Short task:
Look below for the line with "target: dark table top". Extract that line and each one after it through the last, word for word.

(Stored items)
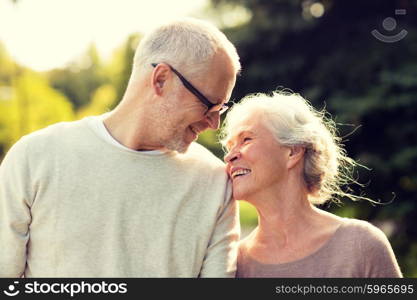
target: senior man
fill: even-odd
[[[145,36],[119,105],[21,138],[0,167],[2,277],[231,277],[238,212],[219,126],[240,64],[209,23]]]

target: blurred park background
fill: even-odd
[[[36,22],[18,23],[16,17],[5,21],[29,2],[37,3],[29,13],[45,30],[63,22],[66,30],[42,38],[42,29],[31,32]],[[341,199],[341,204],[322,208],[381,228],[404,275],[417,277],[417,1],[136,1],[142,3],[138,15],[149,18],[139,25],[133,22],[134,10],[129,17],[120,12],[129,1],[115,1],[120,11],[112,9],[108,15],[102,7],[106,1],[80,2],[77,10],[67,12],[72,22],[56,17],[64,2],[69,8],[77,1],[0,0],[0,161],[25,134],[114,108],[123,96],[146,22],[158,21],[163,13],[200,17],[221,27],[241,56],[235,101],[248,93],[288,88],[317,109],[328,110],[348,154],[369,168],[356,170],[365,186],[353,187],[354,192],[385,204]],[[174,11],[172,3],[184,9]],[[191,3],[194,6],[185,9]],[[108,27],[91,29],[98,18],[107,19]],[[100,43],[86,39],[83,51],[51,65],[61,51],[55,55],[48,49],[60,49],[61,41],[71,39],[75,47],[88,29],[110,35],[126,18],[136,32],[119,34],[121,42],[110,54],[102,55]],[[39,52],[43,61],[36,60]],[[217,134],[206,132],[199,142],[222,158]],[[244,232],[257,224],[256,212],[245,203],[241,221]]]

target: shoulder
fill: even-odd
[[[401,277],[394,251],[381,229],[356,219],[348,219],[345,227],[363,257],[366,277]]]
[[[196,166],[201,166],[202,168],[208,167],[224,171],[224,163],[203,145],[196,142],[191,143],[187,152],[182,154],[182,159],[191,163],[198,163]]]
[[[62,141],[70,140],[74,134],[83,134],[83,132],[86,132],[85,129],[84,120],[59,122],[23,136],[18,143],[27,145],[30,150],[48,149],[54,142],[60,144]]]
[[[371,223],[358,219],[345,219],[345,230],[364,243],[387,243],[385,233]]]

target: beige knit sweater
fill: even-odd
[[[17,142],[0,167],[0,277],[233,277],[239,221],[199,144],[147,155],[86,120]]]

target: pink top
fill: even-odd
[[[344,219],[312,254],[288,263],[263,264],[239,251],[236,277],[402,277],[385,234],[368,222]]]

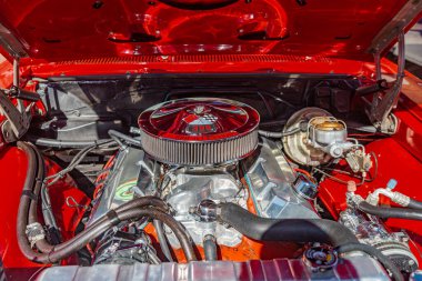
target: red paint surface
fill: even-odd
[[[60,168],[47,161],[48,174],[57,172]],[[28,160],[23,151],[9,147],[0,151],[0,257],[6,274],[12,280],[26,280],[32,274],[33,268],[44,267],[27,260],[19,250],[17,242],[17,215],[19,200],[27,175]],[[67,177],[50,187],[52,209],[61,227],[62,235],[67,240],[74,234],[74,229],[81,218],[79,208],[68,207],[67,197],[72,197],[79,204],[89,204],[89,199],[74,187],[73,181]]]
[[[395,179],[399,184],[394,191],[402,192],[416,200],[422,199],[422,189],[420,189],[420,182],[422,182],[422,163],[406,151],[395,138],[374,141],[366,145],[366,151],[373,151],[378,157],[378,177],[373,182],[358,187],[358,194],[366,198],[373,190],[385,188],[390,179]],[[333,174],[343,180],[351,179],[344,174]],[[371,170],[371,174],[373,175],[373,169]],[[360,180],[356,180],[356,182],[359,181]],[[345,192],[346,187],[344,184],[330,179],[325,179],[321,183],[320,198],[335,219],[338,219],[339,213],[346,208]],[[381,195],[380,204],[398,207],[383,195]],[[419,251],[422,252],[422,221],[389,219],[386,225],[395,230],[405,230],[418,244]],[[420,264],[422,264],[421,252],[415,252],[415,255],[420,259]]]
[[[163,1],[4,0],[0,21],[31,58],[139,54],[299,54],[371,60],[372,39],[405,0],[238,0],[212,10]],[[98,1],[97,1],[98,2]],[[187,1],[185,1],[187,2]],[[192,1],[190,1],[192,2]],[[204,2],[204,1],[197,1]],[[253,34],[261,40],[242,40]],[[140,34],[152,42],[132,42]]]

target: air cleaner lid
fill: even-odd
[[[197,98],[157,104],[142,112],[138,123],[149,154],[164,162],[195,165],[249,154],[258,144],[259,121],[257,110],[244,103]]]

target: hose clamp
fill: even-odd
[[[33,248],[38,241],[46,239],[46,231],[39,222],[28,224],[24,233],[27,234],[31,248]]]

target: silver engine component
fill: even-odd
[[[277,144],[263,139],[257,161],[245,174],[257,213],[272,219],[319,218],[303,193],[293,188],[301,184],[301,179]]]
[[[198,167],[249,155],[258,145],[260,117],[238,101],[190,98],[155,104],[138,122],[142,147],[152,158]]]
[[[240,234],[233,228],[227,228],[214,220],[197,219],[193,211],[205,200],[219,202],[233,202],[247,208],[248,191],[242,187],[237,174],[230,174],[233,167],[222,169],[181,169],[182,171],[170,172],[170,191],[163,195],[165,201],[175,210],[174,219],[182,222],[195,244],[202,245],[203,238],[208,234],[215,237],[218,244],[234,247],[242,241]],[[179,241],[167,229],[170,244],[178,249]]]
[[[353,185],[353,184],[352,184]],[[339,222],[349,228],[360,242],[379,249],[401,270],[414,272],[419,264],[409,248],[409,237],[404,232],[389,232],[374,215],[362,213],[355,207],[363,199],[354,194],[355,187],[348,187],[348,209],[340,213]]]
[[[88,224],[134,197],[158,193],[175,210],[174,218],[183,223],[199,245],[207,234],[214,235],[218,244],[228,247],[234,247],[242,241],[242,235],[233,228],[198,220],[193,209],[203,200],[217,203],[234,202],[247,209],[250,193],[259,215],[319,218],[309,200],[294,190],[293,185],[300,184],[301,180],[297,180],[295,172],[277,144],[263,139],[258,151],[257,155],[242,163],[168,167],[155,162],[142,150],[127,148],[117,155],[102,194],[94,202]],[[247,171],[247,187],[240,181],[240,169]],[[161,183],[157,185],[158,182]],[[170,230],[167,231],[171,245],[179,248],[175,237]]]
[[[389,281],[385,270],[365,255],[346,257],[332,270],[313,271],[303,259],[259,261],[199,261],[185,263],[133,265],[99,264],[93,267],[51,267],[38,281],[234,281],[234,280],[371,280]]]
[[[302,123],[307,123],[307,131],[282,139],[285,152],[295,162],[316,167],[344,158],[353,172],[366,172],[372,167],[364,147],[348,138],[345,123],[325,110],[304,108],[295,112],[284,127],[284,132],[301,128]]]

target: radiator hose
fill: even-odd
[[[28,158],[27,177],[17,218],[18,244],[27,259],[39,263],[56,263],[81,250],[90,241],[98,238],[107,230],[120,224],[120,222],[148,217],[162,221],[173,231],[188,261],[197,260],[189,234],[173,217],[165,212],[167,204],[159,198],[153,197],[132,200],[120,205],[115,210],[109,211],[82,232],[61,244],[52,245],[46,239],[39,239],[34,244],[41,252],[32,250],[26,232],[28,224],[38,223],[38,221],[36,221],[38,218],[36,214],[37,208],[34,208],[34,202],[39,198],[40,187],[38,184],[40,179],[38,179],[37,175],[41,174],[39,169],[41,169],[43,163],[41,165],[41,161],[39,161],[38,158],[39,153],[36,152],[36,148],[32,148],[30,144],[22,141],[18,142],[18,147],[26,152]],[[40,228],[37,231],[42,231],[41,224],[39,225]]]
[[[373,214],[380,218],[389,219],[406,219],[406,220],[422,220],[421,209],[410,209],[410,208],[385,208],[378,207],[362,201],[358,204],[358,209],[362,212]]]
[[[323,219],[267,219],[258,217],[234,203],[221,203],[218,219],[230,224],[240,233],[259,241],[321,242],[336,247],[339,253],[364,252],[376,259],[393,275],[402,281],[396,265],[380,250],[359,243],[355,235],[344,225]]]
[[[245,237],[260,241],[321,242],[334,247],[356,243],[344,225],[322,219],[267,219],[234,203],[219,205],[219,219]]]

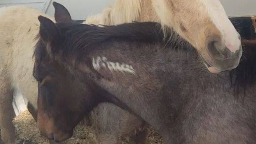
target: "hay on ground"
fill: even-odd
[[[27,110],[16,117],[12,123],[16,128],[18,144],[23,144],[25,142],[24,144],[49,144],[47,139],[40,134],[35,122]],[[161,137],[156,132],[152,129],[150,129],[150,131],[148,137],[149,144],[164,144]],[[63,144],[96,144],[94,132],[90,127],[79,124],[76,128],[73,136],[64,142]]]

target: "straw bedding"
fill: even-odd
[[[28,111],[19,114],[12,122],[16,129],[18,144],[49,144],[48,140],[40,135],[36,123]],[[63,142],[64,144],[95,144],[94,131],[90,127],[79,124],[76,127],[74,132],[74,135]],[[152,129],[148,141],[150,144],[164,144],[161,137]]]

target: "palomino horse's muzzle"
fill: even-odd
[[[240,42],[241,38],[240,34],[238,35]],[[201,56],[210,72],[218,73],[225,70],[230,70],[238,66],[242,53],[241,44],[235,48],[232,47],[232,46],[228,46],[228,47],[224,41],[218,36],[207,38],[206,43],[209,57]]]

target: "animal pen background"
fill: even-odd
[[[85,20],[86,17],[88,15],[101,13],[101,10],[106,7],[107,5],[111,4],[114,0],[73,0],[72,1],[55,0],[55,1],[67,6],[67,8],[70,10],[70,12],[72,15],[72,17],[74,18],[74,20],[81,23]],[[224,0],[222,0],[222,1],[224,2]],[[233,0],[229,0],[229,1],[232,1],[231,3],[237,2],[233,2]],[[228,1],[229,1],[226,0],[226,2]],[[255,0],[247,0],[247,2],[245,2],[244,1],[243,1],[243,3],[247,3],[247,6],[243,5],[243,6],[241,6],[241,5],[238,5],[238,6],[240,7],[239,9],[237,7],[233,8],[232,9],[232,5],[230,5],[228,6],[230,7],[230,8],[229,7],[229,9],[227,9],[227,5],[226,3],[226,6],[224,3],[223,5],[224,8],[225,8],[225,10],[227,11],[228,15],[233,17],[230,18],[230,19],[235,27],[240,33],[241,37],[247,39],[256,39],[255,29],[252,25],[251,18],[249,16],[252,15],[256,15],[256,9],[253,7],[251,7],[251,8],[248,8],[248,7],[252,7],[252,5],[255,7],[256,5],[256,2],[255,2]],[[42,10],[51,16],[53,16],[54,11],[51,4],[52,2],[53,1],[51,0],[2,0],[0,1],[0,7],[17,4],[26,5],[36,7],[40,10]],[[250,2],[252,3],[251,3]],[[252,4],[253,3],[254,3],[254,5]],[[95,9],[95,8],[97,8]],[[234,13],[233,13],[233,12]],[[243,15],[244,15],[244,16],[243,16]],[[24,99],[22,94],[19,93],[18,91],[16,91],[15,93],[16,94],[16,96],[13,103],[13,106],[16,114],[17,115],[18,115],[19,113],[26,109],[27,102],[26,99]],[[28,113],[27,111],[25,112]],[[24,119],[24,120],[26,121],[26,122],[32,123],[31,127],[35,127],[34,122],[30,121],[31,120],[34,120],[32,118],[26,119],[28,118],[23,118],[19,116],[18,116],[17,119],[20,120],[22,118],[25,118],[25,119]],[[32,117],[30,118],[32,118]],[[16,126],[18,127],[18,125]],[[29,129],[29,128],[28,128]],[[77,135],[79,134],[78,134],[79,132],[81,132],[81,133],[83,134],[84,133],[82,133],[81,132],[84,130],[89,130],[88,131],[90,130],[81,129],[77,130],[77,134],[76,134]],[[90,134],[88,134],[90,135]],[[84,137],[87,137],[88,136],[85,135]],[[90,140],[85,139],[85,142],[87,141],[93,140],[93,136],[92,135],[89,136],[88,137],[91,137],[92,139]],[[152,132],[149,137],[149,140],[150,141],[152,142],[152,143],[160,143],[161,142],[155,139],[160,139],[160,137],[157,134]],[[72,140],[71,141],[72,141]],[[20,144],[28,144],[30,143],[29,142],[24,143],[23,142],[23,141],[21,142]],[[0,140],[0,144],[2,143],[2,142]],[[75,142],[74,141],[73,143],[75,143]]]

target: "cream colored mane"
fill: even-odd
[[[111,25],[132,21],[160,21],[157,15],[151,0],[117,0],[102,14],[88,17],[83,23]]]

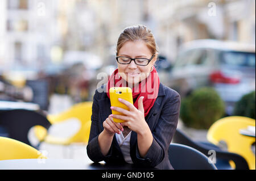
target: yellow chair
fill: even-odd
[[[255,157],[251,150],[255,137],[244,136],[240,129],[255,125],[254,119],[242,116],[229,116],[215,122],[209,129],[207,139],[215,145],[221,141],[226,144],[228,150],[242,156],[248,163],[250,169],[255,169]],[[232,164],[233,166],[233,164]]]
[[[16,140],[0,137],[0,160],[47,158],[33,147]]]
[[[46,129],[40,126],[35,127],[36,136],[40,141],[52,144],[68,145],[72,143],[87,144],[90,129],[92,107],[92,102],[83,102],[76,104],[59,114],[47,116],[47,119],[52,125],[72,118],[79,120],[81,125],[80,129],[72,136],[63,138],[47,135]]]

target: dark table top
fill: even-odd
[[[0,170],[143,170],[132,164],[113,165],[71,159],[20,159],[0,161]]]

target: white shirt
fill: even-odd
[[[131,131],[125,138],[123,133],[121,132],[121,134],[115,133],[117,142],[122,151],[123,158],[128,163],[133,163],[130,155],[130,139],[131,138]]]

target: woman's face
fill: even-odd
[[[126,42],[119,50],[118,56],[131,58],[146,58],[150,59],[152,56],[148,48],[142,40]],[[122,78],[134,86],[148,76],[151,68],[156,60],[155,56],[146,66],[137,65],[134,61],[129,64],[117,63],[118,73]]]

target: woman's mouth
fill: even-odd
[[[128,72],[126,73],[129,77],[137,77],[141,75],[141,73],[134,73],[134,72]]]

Written response:
target: dark table top
fill: even-odd
[[[0,170],[143,170],[132,164],[113,165],[71,159],[20,159],[0,161]]]

target: white shirt
fill: even-odd
[[[131,131],[125,138],[123,133],[121,132],[121,134],[115,133],[117,142],[122,151],[123,158],[128,163],[133,163],[130,155],[130,139],[131,138]]]

target: woman's face
fill: even-odd
[[[126,42],[119,50],[118,56],[131,58],[146,58],[150,59],[152,56],[148,48],[142,40]],[[122,78],[134,86],[148,76],[151,68],[156,60],[155,56],[146,66],[137,65],[134,61],[129,64],[117,63],[118,73]]]

target: woman's mouth
fill: even-odd
[[[128,72],[126,73],[129,77],[137,77],[141,75],[141,73],[134,73],[134,72]]]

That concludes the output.